# GP based system identification of reactor dynamics

## Some background

In this notebook we will go through the GP-system identification model for reactor dynamics. 
The core of the GP-bases system idenfitication is the assumption that the dynamics is following the state space model as below
$$
x_{t+1} = f(x_t,u_t) + v_t,\\
y_t = g(x_t,u_t) + w_t
$$

- Ideally, the measurement equation $g(x_t,u_t)$ that relates between the "latent" states and the observation should be known. 
- However, for the reactor dynamics, it is not possible to come up with such an equation.
- Therefore, we model both $f$ and $g$ as GP's.
- The GP enters the *SSM* by assuming that
$$
f(x_t,u_t) \sim {GP} (m_f(x_t,u_t),k_f(x_t,u_t,x_t',u_t')),\\
g(x_t,u_t) \sim {GP} (m_g(x_t,u_t),k_g(x_t,u_t,x_t',u_t')),\\
x_0 \sim p(x_0), \\
f_t := f(x_{t-1}),\\
x_t|f(x_{t-1}) \sim  \mathcal{N}(0,Q),\\
g_t := g(x_t),\\
y_t|g_t \sim \mathcal{N}(0,R).
$$

- There could be many ways to build the GP based inference as above.
- One idea, is to lump the dynamics of the observation as a state as given in this [reference](https://www.repository.cam.ac.uk/handle/1810/299413).
- That is now, we only have GP for the transition function $f$, where the new latent state $z$ are the original latent states and the observations
- The observations are some of the last elements in $z_t$
$$
f(z_t,u_t) \sim {GP} (m_f(z_t,u_t),k_f(z_t,u_t,z_t',u_t')),\\
z_0 \sim p(x_0), \\
f_t := f(z_{t-1}),\\
z_t|f(z_{t-1}) \sim  \mathcal{N}(0,Q),\\
$$

- Now, we can use $m_f$ as a linear dynamics with the structure
 $$
 m_f(z_t,u_t) = A_0 z_t + B_0 u_t.

> _Dataset section_
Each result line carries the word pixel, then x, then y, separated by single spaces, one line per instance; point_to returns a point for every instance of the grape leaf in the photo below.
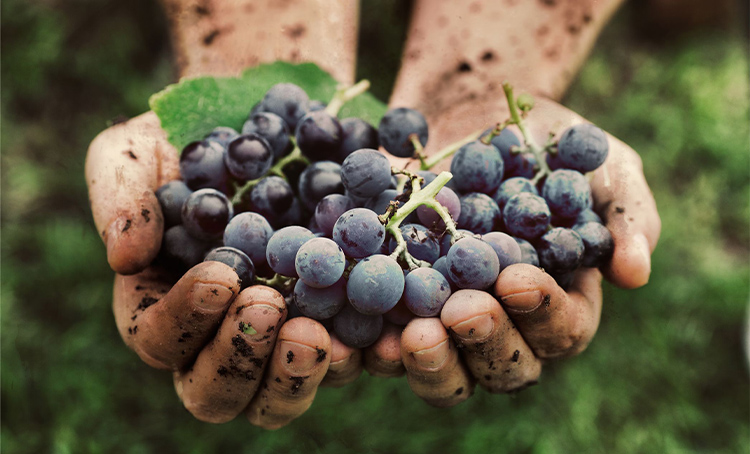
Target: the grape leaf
pixel 193 107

> _Task list_
• a. Copy the reactor dynamics notebook from "## Some background" up to and including "and $g$ as GP's.".
• b. Answer these questions using the reactor dynamics notebook:
(i) In the first formulation, which two functions are modeled as GPs?
(ii) In the lumped approach, what makes up the new latent state z?
(iii) What structure is proposed for m_f?
• c. List every conditional distribution that the reactor dynamics notebook gives as a normal distribution, and include its covariance.

> _In response_
• a.
## Some background

In this notebook we will go through the GP-system identification model for reactor dynamics. 
The core of the GP-bases system idenfitication is the assumption that the dynamics is following the state space model as below
$$
x_{t+1} = f(x_t,u_t) + v_t,\\
y_t = g(x_t,u_t) + w_t
$$

- Ideally, the measurement equation $g(x_t,u_t)$ that relates between the "latent" states and the observation should be known. 
- However, for the reactor dynamics, it is not possible to come up with such an equation.
- Therefore, we model both $f$ and $g$ as GP's.

• b.
(i) The transition function f and the measurement function g.
(ii) The original latent states and the observations.
(iii) Linear dynamics: m_f(z_t,u_t) = A_0 z_t + B_0 u_t.

• c.
x_t|f(x_{t-1}) ~ N(0,Q), with covariance Q
y_t|g_t ~ N(0,R), with covariance R
z_t|f(z_{t-1}) ~ N(0,Q), with covariance Q